• ARBEITSAUFTRAG:
Schreiben Sie aus dem Rundbrief zum Erdbeben in Nepal den Abschnitt wortgetreu ab, der bei den Worten „Das israelische Militär, flankiert“ beginnt und nach den Worten „vermisst gemeldet sind.“ endet.

Vierter Rundbrief „Erdbeben in Nepal“

4. Mai 2015 at 16:24

4. Mai 2015 – Vierter Rundbrief „Erdbeben in Nepal“

OM MANI PADME HUM
(Mantra – im tibetischen Buddhismus Ausdruck der grundlegenden Haltung des Mitgefühls)

Heute ist der 9. Tag nach dem Beben. Heute ist der erste Vollmondtag im Mai und Buddha Jayanti – Buddhas Geburtstag. Mögen all die Butterlampen (Lichtopfer – bei dem kleine oder große Gefäße mit geklärter Butter angezündet werden) für die vielen Menschen, die durch das Erdbeben ihr Leben lassen mussten, brennen. Mögen sie in Frieden ruhen. Mögen all die Butterlampen als Hoffnungsschimmer für die Angehörigen der vielen Vermissten leuchten.

Wie ein Wunder werden in den Trümmern immer wieder vereinzelt Überlebende gefunden. Viele Menschen, die in den abgelegenen und betroffenen Gebieten unterwegs waren, konnten evakuiert werden. Was die Menschen vor Ort nicht zur Ruhe kommen lässt, sind die vielen Nachbeben. Es wird von 121 Nachbeben mit einer Stärke über 4 Magnitude gesprochen.

Das israelische Militär, flankiert von der nepalesischen Armee und Spürhunden, hatte am vergangenen Freitag im Langtang Gebiet eine große Such- und Rettungsaktion mit Hubschraubern durchgeführt. Es wird von 170 Einheimischen und 150 ausländischen Touristen gesprochen, die in dieser Region noch als vermisst gemeldet sind.

Wie in allen anderen Gebieten werden auch in der Langtang Region, die ca. 140 km nördlich von Kathmandu liegt, dringend Zelte gebraucht. Der Vormonsun hat bereits eingesetzt. Wasserdichte Planen oder richtige Zelte sind überlebensnotwendig. Die Nahrung wird knapp. Wir überlegen, wie wir diese Güter trotz versperrter Wege transportieren können.

Gute Nachrichten können wir von unseren Gruppen vermelden. Unsere kleine Manaslu Gruppe wurde am Samstag evakuiert und nach Kathmandu ausgeflogen. Ein kleiner Artikel mit Foto erschien sogar in Spiegel online.

http://www.spiegel.de/…/erdbeben-in-nepal-viele-auslaender-…

Während der letzten Woche standen wir immer im engen Kontakt mit den Angehörigen und der Deutschen Botschaft. Wir freuen uns, dass unser Gast seinen Rückflug heute planmäßig antreten konnte.

Auch unsere Everest Gruppe konnte heute Morgen von Lukla nach Kathmandu fliegen. Der Heimflug konnte bereits vorverlegt werden.

• Gespeicherte Einträge:
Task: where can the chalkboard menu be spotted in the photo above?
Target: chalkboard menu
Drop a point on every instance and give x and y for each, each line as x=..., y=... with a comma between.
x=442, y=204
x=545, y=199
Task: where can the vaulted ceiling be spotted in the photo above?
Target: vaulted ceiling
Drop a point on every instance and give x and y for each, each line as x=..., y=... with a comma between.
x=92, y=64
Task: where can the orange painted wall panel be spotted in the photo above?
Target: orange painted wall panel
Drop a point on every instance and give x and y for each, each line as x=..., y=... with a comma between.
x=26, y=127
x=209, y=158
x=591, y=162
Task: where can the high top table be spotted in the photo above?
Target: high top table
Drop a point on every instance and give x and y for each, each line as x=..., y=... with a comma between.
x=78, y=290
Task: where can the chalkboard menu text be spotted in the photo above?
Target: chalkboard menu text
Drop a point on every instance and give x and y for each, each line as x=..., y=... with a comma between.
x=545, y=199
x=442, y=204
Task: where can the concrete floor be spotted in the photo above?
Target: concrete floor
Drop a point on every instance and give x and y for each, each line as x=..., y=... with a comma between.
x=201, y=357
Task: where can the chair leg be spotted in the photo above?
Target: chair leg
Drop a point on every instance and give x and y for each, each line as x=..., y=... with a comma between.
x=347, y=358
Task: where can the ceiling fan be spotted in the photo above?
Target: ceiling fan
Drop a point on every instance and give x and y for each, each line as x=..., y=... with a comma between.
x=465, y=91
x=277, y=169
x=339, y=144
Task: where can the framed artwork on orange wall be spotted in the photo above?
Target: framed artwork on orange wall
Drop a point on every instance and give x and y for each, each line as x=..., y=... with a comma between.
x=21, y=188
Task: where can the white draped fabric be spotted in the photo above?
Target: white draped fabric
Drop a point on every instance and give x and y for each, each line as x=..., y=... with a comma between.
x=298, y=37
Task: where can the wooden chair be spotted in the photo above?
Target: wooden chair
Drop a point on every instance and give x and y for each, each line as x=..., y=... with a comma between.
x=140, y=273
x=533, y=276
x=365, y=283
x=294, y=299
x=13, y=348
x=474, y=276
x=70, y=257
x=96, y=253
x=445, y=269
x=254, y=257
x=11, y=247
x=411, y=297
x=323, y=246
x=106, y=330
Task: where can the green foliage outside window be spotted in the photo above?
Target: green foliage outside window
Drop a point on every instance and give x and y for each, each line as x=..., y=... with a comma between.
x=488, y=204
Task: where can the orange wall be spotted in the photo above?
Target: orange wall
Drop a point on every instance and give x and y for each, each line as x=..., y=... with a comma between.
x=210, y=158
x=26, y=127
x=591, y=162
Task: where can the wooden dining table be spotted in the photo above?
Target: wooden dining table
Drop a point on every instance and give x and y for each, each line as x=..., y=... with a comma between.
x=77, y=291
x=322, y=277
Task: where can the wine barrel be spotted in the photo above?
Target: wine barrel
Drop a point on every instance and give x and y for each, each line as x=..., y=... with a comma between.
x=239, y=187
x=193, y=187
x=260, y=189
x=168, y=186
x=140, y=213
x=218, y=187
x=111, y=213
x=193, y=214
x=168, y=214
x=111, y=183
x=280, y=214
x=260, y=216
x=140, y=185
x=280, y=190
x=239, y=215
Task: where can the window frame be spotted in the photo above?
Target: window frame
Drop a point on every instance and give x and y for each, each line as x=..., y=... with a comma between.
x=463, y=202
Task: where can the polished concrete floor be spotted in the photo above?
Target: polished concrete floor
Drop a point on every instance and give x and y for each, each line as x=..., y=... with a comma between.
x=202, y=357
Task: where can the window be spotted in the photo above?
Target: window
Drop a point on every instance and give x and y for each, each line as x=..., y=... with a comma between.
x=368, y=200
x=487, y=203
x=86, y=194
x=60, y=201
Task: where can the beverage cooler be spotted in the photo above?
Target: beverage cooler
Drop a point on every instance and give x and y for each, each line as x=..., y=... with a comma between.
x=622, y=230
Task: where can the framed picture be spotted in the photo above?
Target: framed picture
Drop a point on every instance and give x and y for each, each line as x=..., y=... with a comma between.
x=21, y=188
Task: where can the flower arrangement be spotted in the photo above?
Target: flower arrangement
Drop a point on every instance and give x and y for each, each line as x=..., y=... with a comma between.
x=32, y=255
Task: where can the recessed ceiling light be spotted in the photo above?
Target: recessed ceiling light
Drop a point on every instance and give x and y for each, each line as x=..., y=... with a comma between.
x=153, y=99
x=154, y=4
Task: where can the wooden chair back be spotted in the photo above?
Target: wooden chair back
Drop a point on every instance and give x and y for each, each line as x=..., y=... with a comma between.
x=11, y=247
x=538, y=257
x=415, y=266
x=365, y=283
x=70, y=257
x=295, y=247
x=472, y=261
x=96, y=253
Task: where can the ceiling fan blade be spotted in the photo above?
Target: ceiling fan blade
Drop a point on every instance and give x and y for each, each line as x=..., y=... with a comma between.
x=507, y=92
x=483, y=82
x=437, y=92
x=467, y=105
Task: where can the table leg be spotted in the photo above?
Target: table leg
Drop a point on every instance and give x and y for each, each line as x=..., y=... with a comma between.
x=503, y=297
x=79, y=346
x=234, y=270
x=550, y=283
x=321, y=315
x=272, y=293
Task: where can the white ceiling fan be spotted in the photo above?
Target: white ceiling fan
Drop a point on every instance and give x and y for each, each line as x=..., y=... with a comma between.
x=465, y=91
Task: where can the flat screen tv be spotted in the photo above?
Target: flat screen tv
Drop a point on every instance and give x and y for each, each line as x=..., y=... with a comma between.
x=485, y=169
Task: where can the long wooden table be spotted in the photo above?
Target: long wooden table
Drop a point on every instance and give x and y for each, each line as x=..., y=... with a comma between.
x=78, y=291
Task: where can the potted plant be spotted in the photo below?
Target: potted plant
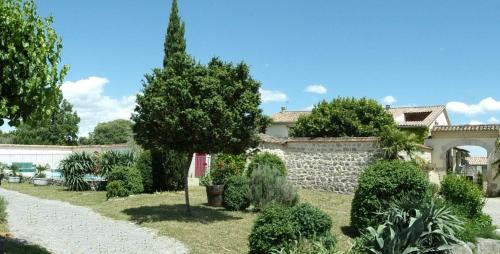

• GELÖSTE AUFGABE:
Das israelische Militär, flankiert von der nepalesischen Armee und Spürhunden, hatte am vergangenen Freitag im Langtang Gebiet eine große Such- und Rettungsaktion mit Hubschraubern durchgeführt. Es wird von 170 Einheimischen und 150 ausländischen Touristen gesprochen, die in dieser Region noch als vermisst gemeldet sind.